## Prompt
Can you format the lines below as a Markdown table with the columns Num and Line, numbering each line and leaving out blank lines? Start at the line containing "The <instance> blocks" and continue through the line containing "245L346 262L341 291L362", including both of those lines.

## Given information
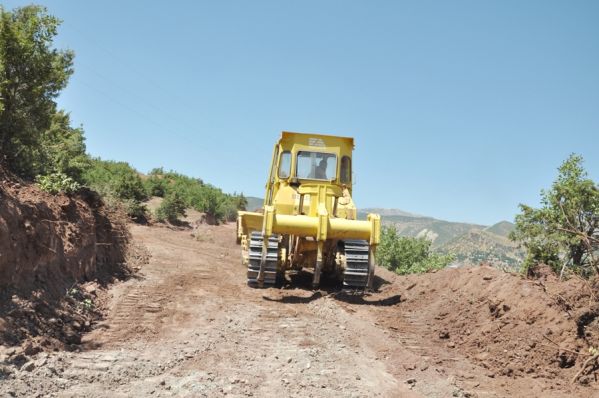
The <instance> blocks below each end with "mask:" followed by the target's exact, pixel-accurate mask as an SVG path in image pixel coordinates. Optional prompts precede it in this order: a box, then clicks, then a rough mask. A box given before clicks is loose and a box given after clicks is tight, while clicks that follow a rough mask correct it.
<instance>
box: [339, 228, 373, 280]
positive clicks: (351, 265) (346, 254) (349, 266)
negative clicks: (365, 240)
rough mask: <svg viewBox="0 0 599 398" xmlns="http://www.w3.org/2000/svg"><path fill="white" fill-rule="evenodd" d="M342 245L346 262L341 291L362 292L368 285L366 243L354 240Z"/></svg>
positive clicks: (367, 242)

==

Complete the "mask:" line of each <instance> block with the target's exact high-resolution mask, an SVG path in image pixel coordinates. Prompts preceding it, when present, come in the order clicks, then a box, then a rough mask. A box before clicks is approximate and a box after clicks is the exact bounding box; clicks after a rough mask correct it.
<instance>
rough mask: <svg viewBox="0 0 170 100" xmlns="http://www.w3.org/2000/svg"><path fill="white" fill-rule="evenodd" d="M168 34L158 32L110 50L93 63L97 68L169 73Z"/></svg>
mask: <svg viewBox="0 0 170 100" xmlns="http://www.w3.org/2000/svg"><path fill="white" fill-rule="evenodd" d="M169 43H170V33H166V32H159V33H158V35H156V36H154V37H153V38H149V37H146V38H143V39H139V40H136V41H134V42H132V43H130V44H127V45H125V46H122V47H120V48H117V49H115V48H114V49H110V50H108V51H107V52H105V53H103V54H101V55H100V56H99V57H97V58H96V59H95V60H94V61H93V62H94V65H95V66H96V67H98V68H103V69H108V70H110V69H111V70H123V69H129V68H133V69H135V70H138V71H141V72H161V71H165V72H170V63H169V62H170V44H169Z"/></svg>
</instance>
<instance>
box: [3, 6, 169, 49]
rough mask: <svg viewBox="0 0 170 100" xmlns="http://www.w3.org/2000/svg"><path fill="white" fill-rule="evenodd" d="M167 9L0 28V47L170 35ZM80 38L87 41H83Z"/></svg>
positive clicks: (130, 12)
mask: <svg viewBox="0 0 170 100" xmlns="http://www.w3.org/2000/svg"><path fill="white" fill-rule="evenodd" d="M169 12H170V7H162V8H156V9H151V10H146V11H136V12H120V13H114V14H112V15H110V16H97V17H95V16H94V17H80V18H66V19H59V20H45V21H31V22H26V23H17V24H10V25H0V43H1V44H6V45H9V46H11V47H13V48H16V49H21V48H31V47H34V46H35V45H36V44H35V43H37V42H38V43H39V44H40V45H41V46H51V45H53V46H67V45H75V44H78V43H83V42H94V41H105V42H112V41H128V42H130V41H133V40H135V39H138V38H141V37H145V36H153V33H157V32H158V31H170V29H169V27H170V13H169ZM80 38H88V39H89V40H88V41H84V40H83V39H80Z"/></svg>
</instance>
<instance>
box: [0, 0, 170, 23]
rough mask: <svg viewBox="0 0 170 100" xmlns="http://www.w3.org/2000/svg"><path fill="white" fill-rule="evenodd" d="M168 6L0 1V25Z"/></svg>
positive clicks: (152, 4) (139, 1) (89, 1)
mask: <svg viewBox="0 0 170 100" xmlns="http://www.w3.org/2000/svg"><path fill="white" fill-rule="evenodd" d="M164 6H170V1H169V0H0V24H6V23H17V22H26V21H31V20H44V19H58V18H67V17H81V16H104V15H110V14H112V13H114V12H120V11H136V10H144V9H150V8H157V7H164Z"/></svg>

## Result for this exercise
| Num | Line |
|---|---|
| 1 | The <instance> blocks below each end with "mask:" followed by the target's exact, pixel-accurate mask as an SVG path in image pixel coordinates. Optional prompts precede it in this order: a box, then clicks, then a rough mask. A box given before clicks is loose and a box given after clicks is tight, while clicks that follow a rough mask correct it. |
| 2 | <instance> |
| 3 | box: [339, 228, 373, 280] |
| 4 | positive clicks: (351, 265) (346, 254) (349, 266) |
| 5 | negative clicks: (365, 240) |
| 6 | rough mask: <svg viewBox="0 0 599 398" xmlns="http://www.w3.org/2000/svg"><path fill="white" fill-rule="evenodd" d="M342 245L346 262L341 291L362 292L368 285L366 243L354 240Z"/></svg> |